*Exercise prompt*
Update the listing from its start through the line containing "column 163, row 147", changing "arched niche" to "rounded alcove" and keeping everything else the same. Leave the pictures out of your answer.

*Exercise inputs*

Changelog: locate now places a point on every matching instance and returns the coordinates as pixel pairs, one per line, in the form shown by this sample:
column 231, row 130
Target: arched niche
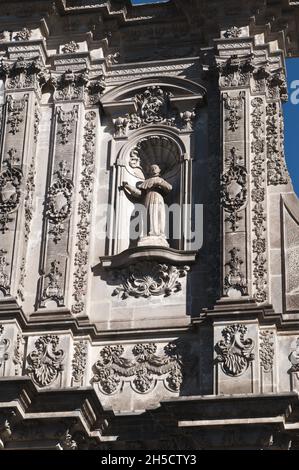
column 163, row 147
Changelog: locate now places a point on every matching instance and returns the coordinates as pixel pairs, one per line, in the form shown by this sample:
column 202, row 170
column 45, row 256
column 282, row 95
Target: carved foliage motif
column 66, row 120
column 234, row 189
column 4, row 346
column 10, row 188
column 258, row 198
column 84, row 213
column 15, row 113
column 45, row 362
column 79, row 362
column 234, row 352
column 235, row 278
column 59, row 201
column 234, row 108
column 53, row 289
column 4, row 277
column 146, row 279
column 112, row 370
column 267, row 350
column 276, row 168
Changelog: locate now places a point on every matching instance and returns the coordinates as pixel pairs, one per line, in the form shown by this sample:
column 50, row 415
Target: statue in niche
column 151, row 193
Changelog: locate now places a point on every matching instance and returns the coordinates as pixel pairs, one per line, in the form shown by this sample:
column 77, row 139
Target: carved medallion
column 142, row 372
column 146, row 279
column 45, row 362
column 234, row 351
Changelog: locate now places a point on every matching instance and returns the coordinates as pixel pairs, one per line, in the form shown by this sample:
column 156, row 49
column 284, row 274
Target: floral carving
column 266, row 350
column 59, row 201
column 15, row 113
column 234, row 352
column 23, row 35
column 276, row 168
column 53, row 289
column 66, row 119
column 4, row 346
column 148, row 279
column 233, row 106
column 10, row 188
column 112, row 370
column 235, row 278
column 79, row 362
column 45, row 361
column 84, row 213
column 18, row 354
column 70, row 47
column 233, row 32
column 4, row 277
column 258, row 198
column 234, row 189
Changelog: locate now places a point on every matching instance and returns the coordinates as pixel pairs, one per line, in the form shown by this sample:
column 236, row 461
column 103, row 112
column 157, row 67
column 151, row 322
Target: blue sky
column 291, row 113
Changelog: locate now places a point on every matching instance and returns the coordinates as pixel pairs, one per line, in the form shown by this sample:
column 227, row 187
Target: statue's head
column 155, row 170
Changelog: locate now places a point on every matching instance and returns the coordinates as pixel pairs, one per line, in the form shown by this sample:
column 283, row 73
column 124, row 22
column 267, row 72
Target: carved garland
column 267, row 350
column 143, row 372
column 233, row 185
column 146, row 279
column 11, row 178
column 45, row 362
column 276, row 168
column 234, row 352
column 258, row 198
column 84, row 213
column 59, row 201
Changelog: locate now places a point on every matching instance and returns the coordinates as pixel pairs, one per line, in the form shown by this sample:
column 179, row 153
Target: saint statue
column 151, row 192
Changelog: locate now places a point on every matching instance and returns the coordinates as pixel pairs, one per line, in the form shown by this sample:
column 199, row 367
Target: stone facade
column 106, row 343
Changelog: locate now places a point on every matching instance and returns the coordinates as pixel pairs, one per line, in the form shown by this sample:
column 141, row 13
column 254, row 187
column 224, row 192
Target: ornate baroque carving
column 79, row 362
column 234, row 351
column 66, row 119
column 276, row 168
column 84, row 213
column 59, row 201
column 234, row 108
column 258, row 198
column 234, row 189
column 146, row 279
column 10, row 188
column 4, row 277
column 267, row 350
column 4, row 346
column 45, row 362
column 142, row 372
column 235, row 279
column 53, row 289
column 15, row 115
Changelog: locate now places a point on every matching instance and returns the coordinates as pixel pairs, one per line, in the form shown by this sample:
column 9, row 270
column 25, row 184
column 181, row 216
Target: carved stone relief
column 276, row 168
column 234, row 191
column 142, row 372
column 234, row 352
column 258, row 198
column 84, row 213
column 234, row 107
column 267, row 350
column 146, row 279
column 11, row 178
column 4, row 347
column 59, row 201
column 45, row 362
column 79, row 363
column 235, row 279
column 53, row 285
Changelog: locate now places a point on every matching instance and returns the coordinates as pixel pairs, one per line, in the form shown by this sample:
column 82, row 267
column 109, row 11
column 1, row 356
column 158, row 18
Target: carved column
column 252, row 85
column 23, row 78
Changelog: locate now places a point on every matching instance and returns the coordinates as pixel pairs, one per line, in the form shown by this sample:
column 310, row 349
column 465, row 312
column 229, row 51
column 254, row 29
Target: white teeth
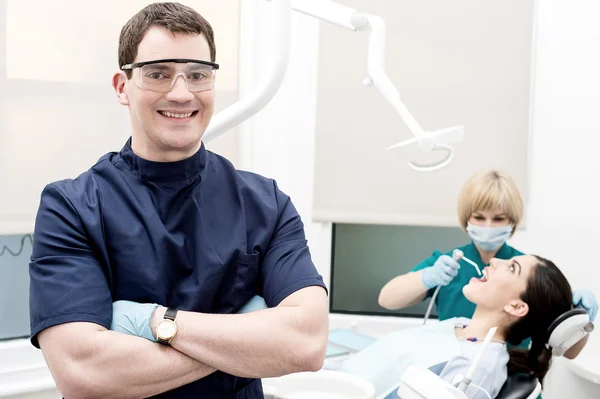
column 173, row 115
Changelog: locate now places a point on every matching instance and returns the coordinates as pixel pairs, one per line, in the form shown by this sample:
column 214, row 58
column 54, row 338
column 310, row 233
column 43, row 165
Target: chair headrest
column 568, row 329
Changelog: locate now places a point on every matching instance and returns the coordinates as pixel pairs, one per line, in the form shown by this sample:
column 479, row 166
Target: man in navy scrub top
column 142, row 264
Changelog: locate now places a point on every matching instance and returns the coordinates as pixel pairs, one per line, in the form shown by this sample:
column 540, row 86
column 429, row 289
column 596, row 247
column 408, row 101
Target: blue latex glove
column 255, row 303
column 586, row 300
column 133, row 318
column 441, row 273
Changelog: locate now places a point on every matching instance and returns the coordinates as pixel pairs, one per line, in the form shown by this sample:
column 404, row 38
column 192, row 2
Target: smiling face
column 502, row 285
column 168, row 126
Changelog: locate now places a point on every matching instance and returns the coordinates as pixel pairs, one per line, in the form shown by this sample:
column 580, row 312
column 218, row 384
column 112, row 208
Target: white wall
column 562, row 218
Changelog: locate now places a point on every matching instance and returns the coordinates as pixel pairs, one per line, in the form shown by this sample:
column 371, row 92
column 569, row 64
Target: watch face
column 166, row 329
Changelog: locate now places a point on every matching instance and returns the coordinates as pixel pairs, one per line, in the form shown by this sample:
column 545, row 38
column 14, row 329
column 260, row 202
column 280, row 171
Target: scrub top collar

*Written reply*
Changelog: locate now places a point on every matching instance and returns the coordinates as pixel pairs, one per line, in the form shown by this sample:
column 231, row 130
Target: rounded alcove
column 163, row 147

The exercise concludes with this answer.